● **Short task a**
In the essay on story in video games, which Mass Effect novel provoked a torrent of internet hate?
══ Extract provided ══
Story is important to me.
Not necessarily narrative, or even plot, but there has to be something in the background of a game to give what I’m doing some kind of context. Even Space Invaders – even Pong! – have a very basic story, if you look at them from a certain angle. And, of course, there’s always the imagination, the poly-filler that can fabricate a plot out of just about anything, no matter how simple the base concept may be. Pong! would almost certainly require more imagination than Space Invaders if you really wanted to give your little paddle a backstory, but it’s possible.
These days, it’s left almost exclusively to the indie scene to produce games that are just, well, games – and while popular hits like Super Meat Boy and Spelunky don’t need a story, they do have context, in that they give you a reason to do what they want you to do that corresponds to their specific universe.
More and more triple-A’s these days are “story-driven”. Take recent hits like Bioshock Infinite and The Last of Us. The mechanics in either game aren’t particularly exciting in of themselves. The Last of Us basically borrows almost its entire repertoire from Tomb Raider and Uncharted, while Bioshock Infinite is a fairly pedestrian first person shooter. However, the impact of their narratives, the palpable affect they have on the gamer, elevates them far, far beyond the mundane. Similarly, without the story, Heavy Rain is just a very long series of single button presses and stick-waggling. For those games, story isn’t just important, it’s essential. Absolutely vital.
On the flipside of the mainstream coin, you have Left 4 Dead, a game that presents a framework within which a zombie apocalypse makes sense and then sets you free to play through the “story” In any way you choose. Or you might site Dark Souls, which creates a world, a challenge, and lets you fill in the details yourself while you attempt to avoid an unceremonious end. Story is important to create context here, but the gameplay carries itself.
As developers of AAA titles strive more and more to create a “blockbuster experience”, story, setting and context become more important. And stories grow, like planted seeds, into multi-branching oaks, aided by the Extended Universe, often little more than a machine built from cheap parts to make lots of money. Every other big game now has to have spin-off novels that, generally speaking, don’t need to be particularly well-written to shift units. There are decent examples, like The Fall of Reach, Eric Nylund’s epic prequel to Bungie’s Halo, or James Swallow’s above-average Deus Ex: Human Revolution tie-in, Icarus Effect. But some of these companion novels are truly terrible.
William Deitz’s Mass Effect novel, Deception, was so bad it incited a torrent of internet hate when fans discovered the huge liberties taken with the universe and characters, and the ridiculous number of perceived errors. He might have argued that it was artistic license (after all, film directors get away with it all the time), but we gamers are passionate if nothing else, and that shit just don’t fly. The Mass Effect novel is an extreme example, though, and quite often it’s a case of low quality rather than incorrect content; tie-in novels rarely truly evoke the same sense of scale and wonder as their videogame counterparts.
═══
══ Record excerpts ══
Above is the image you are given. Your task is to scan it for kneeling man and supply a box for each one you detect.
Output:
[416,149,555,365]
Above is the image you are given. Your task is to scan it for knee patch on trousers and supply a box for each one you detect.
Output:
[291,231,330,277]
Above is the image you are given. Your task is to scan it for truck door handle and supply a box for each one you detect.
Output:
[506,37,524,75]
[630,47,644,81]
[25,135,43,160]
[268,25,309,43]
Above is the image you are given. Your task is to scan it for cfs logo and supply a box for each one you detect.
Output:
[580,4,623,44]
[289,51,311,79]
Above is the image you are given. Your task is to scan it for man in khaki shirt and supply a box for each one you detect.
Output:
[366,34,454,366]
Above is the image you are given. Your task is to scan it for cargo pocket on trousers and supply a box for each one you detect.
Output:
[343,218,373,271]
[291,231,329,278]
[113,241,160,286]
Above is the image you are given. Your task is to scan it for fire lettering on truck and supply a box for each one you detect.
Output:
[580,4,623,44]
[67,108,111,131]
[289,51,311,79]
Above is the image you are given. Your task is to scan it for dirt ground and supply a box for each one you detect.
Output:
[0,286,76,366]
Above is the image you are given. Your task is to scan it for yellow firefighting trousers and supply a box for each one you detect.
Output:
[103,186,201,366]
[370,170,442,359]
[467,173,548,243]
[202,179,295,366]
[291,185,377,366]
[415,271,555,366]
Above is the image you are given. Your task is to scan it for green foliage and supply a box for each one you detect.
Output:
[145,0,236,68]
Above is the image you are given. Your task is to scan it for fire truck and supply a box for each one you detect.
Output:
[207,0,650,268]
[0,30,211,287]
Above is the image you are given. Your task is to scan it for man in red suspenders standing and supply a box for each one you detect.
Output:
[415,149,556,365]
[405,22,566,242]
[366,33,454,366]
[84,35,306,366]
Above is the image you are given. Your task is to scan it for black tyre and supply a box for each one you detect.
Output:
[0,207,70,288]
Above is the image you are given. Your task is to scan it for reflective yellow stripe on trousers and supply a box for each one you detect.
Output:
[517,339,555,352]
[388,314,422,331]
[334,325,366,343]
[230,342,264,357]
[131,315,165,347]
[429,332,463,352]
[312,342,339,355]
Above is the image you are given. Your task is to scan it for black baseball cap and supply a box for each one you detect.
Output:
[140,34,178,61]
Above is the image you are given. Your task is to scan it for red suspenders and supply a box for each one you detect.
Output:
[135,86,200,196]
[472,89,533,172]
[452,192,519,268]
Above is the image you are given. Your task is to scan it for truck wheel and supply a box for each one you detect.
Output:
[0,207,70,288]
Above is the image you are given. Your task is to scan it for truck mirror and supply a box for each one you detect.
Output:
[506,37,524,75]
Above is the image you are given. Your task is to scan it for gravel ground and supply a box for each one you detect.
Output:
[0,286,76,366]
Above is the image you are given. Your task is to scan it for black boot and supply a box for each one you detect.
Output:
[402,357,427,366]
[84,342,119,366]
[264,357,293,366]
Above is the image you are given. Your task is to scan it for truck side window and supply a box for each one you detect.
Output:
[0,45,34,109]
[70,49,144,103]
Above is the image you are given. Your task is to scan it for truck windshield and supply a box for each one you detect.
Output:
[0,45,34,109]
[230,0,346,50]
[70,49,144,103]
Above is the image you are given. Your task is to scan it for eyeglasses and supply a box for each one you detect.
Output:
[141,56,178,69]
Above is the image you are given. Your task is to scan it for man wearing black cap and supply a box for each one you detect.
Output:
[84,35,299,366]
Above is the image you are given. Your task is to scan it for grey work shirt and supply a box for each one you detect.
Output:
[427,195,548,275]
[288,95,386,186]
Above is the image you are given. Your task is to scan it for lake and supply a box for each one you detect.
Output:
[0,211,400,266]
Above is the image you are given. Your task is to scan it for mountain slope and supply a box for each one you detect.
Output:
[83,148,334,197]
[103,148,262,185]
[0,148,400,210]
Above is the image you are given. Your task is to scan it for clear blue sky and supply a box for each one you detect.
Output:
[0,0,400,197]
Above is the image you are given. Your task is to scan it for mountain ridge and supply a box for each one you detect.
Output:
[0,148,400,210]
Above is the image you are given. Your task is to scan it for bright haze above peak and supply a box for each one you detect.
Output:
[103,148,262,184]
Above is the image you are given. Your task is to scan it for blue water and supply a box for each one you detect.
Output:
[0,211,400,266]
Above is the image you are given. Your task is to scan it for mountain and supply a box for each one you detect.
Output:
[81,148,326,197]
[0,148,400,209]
═══
● **Short task b**
Count the lines of the listing that contain the string "suspenders" and give only that number.

● **Expected answer a**
Deception, by William Deitz.

● **Expected answer b**
2